# EBoard 11: Files and Regular Expressions
_Approximate overview_
* Administrative stuff and Q&A [10ish min]
* Lab [Remaining time]
Administrative stuff
--------------------
### Introductory Notes
* I hope you had wonderful weekends!
* Yes, I remembered my hearing aids.
* Today's lab continues on Friday.
* If you can't meet with me during normal office hours, try proposing
another time (within 8am-5pm) using the Outlook "schedule a meeting"
feature. I generally keep my calendar up to date.
* Congrats to our American Football team on a win.
* NO Mentor session Wednesday; you'll be working on the SoLA.
### Upcoming activities
Events
* Mentor session Tuesday at 8pm - Going over sample SoLA questions
* Convocation Thursday at 11am.
### Upcoming work
* [Mini Project 2](../assignments/mp02) redo probably due Sunday at 10:30pm!
* To be returned soon!
* SoLA 1 starts Wednesday at 4 p.m., due Thursday at 10:30 p.m..
* No readings for Wednesday or Friday.
* Today's lab writeup is due *next Monday*.
* MP3 will be released Wednesday or Friday.
### Q&A
Can I ask questions on the sample SoLA?
> Not today. Ask on Wednesday.
How does a SoLA differ from an exam?
> On an exam, if you do poorly on a few problems, you likely do poorly
on the whole exam. And you rarely have a chance to make it up.
> On a SoLA, if you do poorly on a few problems, you still do fine on
the other problems (and are generally testing on those topics) and
have a chance to make up the other problems in a few weeks.
How do I save files into the Racket directory?
> You can just move them to the Racket directory after saving.
————
WRITTEN REQUEST:
Render the sentence "I generally keep my calendar up to date." from the class notes in Spanish.

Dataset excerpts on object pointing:
————
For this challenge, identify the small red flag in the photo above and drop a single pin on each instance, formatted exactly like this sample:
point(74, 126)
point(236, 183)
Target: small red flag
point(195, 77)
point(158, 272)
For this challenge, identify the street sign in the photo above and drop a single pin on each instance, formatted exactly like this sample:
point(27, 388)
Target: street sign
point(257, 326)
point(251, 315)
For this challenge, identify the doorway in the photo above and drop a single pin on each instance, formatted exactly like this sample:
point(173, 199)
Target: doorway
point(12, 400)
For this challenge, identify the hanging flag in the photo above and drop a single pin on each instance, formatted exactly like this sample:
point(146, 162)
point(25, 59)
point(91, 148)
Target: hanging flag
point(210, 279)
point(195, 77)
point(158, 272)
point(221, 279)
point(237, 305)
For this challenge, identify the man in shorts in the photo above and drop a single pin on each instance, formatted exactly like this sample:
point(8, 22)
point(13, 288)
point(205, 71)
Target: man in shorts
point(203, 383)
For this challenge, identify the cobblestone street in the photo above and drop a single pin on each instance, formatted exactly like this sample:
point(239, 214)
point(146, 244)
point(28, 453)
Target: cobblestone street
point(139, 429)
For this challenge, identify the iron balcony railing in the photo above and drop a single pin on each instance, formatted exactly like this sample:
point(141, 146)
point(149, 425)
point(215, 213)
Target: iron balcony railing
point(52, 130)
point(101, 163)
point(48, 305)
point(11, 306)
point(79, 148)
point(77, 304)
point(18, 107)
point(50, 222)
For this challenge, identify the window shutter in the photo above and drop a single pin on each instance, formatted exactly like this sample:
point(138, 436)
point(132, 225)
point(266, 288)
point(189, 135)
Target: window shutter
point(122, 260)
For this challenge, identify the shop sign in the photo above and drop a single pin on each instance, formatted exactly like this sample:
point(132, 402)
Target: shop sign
————
EXERCISE RESULT:
Por lo general, mantengo mi calendario actualizado.